» Task description:
Among the lines below, list those containing the string "flower".

# # # # #

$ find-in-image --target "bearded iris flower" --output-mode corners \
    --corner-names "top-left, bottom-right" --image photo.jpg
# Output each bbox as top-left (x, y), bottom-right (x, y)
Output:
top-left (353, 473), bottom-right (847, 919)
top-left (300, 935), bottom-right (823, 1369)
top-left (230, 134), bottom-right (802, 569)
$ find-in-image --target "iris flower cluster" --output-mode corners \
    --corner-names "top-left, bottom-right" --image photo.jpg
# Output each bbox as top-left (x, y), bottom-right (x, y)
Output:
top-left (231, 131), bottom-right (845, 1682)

# # # # #

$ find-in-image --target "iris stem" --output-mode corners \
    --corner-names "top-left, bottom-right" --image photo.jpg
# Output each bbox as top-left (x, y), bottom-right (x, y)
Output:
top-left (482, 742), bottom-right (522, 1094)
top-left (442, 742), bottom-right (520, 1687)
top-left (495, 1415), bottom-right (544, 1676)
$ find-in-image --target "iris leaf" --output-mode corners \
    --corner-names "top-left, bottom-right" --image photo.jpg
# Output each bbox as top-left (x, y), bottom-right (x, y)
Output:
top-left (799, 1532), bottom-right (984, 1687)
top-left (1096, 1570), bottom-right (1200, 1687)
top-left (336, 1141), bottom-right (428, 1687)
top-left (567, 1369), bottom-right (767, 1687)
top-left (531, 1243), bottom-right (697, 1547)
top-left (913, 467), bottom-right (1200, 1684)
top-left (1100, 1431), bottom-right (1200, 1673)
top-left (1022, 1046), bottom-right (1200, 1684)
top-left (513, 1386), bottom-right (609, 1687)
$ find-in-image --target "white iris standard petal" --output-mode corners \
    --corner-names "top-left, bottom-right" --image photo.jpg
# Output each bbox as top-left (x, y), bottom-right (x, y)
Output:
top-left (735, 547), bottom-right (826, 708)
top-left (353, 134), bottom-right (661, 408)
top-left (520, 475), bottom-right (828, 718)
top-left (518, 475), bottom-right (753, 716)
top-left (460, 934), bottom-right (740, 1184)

# # # # #

» Answer to the problem:
$ find-in-image --target "bearded iris flower" --output-mode corners \
$ find-in-image --target "iris flower cluster" --output-mode corners \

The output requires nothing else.